THE DATA section start
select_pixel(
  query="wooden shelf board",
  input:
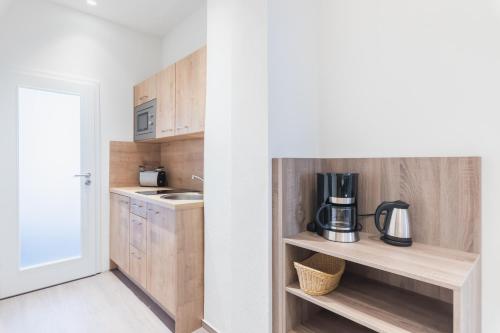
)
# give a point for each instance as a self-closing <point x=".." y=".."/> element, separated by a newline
<point x="383" y="308"/>
<point x="435" y="265"/>
<point x="327" y="322"/>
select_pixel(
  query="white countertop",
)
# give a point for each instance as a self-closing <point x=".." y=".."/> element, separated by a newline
<point x="155" y="199"/>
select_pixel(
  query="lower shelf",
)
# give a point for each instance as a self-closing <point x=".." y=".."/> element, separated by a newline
<point x="382" y="307"/>
<point x="327" y="322"/>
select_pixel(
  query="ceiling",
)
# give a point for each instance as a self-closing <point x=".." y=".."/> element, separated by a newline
<point x="150" y="16"/>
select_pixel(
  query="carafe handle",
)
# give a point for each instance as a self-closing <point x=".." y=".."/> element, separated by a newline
<point x="318" y="215"/>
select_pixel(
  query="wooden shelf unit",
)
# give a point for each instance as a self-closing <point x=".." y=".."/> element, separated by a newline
<point x="438" y="266"/>
<point x="383" y="308"/>
<point x="433" y="286"/>
<point x="323" y="321"/>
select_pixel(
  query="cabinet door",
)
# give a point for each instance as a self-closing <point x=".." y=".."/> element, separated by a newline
<point x="190" y="82"/>
<point x="138" y="229"/>
<point x="161" y="257"/>
<point x="138" y="270"/>
<point x="145" y="91"/>
<point x="119" y="230"/>
<point x="165" y="114"/>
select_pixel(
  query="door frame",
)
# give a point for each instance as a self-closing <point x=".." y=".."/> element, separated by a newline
<point x="21" y="78"/>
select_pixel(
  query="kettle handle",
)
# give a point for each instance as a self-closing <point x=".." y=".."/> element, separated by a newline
<point x="318" y="214"/>
<point x="384" y="207"/>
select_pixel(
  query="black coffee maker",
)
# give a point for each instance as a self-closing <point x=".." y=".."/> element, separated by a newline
<point x="336" y="215"/>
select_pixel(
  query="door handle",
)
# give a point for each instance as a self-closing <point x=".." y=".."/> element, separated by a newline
<point x="86" y="175"/>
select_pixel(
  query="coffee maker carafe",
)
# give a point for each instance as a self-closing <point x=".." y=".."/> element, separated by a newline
<point x="336" y="217"/>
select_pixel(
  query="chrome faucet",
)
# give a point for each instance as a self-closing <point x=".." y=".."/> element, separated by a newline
<point x="194" y="177"/>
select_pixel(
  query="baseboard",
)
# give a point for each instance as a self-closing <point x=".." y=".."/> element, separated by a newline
<point x="207" y="327"/>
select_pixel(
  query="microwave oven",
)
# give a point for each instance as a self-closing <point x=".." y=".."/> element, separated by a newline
<point x="145" y="121"/>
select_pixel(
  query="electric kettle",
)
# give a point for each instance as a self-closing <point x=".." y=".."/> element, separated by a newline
<point x="396" y="227"/>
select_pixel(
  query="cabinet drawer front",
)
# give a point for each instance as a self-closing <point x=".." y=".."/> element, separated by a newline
<point x="138" y="208"/>
<point x="138" y="228"/>
<point x="138" y="269"/>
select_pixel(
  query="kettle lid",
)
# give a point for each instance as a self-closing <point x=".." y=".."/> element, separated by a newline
<point x="396" y="204"/>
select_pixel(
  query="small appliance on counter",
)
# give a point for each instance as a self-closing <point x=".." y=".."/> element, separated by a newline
<point x="396" y="227"/>
<point x="336" y="217"/>
<point x="156" y="178"/>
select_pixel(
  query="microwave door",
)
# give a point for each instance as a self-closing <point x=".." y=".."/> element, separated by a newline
<point x="142" y="122"/>
<point x="145" y="121"/>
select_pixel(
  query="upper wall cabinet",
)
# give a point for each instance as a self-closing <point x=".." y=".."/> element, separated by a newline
<point x="180" y="92"/>
<point x="165" y="113"/>
<point x="191" y="83"/>
<point x="145" y="91"/>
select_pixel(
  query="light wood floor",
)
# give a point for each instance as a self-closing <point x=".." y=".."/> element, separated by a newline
<point x="99" y="304"/>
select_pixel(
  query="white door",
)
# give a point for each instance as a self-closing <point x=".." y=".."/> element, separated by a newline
<point x="49" y="236"/>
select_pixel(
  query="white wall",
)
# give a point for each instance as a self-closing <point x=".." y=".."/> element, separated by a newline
<point x="404" y="78"/>
<point x="294" y="49"/>
<point x="237" y="187"/>
<point x="39" y="36"/>
<point x="186" y="37"/>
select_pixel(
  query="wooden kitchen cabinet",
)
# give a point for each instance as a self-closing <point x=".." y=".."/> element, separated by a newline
<point x="138" y="229"/>
<point x="119" y="230"/>
<point x="190" y="96"/>
<point x="161" y="254"/>
<point x="138" y="266"/>
<point x="165" y="114"/>
<point x="145" y="91"/>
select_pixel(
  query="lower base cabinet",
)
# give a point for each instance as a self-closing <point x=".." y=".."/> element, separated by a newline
<point x="169" y="268"/>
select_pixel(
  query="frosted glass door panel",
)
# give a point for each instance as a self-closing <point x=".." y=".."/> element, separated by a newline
<point x="49" y="194"/>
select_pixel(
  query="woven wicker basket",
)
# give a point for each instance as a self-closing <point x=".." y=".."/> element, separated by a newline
<point x="320" y="274"/>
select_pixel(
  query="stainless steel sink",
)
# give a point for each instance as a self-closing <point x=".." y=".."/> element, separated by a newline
<point x="183" y="196"/>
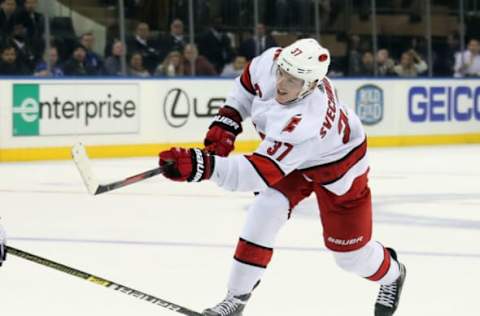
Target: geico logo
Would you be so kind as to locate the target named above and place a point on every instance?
(57, 109)
(439, 104)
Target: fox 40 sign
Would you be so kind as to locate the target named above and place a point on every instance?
(75, 109)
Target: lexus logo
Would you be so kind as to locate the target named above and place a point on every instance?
(176, 107)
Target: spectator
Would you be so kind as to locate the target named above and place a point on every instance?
(445, 63)
(141, 43)
(35, 22)
(93, 59)
(367, 67)
(202, 66)
(76, 65)
(7, 16)
(41, 70)
(136, 68)
(235, 68)
(215, 45)
(24, 47)
(384, 63)
(257, 44)
(9, 65)
(467, 63)
(113, 63)
(411, 65)
(354, 56)
(173, 41)
(172, 66)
THE DATA section end
PROBLEM TO WORK ON: Copy out each line of the records above that includes "cabinet".

ANSWER BOX:
  query="cabinet door",
  query="cabinet drawer front",
  query="upper wall cabinet",
  query="wooden kitchen cabinet",
  query="lower base cabinet",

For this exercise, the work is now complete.